** start Information supplied **

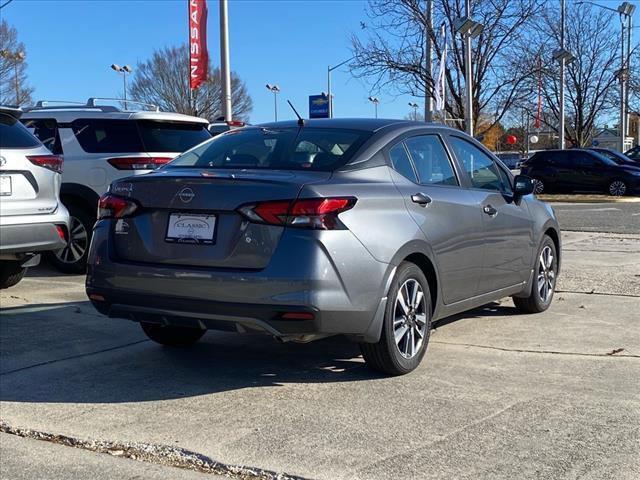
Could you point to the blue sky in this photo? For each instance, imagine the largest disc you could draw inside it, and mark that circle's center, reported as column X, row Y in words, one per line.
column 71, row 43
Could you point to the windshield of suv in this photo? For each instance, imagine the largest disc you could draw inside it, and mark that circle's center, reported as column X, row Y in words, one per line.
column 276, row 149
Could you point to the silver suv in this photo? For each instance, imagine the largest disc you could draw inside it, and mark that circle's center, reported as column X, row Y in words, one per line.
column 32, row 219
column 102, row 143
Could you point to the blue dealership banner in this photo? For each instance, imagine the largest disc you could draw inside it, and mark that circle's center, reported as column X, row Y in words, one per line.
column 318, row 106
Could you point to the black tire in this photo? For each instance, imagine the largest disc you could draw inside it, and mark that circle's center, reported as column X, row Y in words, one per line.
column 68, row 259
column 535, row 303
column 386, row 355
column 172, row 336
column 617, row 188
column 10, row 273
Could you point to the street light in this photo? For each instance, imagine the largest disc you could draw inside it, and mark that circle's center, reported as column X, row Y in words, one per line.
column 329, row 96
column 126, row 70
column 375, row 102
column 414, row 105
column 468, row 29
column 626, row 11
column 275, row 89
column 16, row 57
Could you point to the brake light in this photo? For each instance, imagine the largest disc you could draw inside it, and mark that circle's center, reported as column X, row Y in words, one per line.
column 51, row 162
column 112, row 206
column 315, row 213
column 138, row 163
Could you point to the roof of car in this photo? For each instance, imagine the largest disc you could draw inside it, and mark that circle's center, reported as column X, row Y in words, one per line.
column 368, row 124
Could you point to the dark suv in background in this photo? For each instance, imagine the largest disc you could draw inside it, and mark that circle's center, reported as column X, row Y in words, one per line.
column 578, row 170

** end Information supplied **
** start Information supplied **

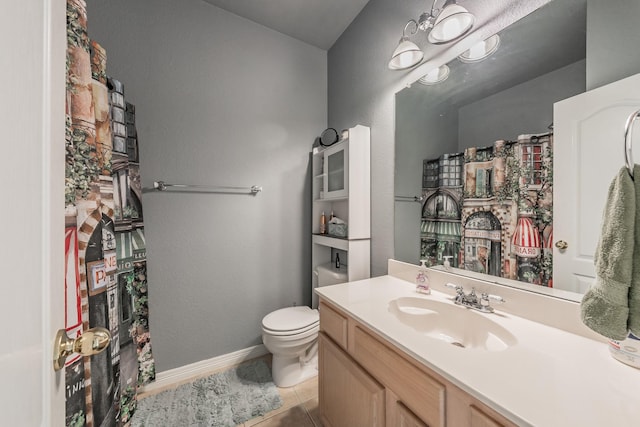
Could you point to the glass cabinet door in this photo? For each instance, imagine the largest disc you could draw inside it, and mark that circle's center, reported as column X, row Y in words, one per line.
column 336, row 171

** end Information supplied **
** start Information supplied **

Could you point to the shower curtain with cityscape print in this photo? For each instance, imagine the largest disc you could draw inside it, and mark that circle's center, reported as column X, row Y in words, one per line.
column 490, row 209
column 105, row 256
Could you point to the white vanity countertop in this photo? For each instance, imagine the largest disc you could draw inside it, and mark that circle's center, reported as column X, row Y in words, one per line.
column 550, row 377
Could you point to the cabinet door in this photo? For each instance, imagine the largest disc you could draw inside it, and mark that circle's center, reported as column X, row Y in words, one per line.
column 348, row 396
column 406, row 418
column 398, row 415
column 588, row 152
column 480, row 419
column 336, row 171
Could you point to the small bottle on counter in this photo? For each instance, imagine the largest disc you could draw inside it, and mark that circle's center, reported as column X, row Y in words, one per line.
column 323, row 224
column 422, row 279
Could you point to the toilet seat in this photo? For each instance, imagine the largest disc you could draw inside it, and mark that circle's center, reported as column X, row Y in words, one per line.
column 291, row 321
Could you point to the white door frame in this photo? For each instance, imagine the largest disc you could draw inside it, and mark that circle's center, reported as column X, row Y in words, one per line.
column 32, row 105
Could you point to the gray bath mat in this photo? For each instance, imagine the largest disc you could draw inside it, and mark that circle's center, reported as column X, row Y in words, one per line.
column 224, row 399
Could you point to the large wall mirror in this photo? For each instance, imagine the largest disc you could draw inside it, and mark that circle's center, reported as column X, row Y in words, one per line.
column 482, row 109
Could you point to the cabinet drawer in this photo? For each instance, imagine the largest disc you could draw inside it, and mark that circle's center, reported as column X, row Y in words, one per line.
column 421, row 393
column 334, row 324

** end Information supplied **

Reproduce, word for word, the part of the rows that opens with the line containing "Could you point to the gray" and closes with the line containing "column 334, row 324", including both of those lines.

▶ **Result**:
Could you point to the gray bath mat in this photo? For each instance, imagine the largest disc you could draw inside it, and mark that circle's center, reported as column X, row Y in words, one per line.
column 224, row 399
Could you point to the large wall mirror in this photo? For each instance, imagine the largest disc you could draw inside it, and mark that circle's center, reported as column X, row Y in words, one per line.
column 482, row 109
Could you point to the cabinet drawer in this photo? For each instance, imagine the largest disc you could draw inside it, and mark that circle's center, reported as column X, row Y in words, one per line.
column 421, row 393
column 334, row 324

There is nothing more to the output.